TASK DATA:
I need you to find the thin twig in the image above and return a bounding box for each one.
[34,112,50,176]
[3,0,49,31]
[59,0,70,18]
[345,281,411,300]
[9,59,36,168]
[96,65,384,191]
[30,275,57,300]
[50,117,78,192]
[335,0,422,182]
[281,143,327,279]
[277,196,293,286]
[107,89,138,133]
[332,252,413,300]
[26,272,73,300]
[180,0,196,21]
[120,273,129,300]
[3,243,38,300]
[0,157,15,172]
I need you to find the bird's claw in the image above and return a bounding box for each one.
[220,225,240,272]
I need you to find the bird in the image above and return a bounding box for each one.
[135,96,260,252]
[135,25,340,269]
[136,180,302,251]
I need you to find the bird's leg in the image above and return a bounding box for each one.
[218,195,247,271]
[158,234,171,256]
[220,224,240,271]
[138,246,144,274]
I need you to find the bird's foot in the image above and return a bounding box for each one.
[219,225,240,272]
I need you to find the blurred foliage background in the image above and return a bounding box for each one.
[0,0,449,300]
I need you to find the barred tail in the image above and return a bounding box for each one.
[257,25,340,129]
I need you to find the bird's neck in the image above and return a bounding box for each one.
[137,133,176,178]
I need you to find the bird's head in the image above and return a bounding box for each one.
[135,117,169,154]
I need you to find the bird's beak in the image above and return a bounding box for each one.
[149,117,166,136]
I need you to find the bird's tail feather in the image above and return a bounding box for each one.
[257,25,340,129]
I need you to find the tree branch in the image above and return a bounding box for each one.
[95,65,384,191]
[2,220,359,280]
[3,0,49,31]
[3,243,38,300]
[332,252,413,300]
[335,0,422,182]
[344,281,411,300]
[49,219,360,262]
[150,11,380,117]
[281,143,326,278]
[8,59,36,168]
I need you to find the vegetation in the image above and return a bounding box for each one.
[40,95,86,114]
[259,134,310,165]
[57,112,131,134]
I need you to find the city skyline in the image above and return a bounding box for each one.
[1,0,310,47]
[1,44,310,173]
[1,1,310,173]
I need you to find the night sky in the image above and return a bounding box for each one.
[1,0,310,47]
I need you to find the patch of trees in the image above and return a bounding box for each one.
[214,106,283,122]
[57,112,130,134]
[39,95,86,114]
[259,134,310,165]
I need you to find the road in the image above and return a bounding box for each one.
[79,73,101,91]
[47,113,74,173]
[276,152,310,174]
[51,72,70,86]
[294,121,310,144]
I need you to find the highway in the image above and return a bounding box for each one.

INSTRUCTIONS FOR THE TASK: The lines from the one holding "I need you to find the patch" to the final line of the entries, both included, are what should be output, exactly and alone.

REPLY:
I need you to find the patch of trees in the image above and return a bounding box for each one.
[214,106,283,122]
[57,112,130,134]
[39,95,86,114]
[259,134,310,165]
I need you to find the road in the image above and return a bounding box for each one.
[79,73,101,91]
[47,113,74,173]
[276,152,310,174]
[51,72,70,86]
[294,121,310,144]
I need you to find the highway in the image above and return a bounding box for each one.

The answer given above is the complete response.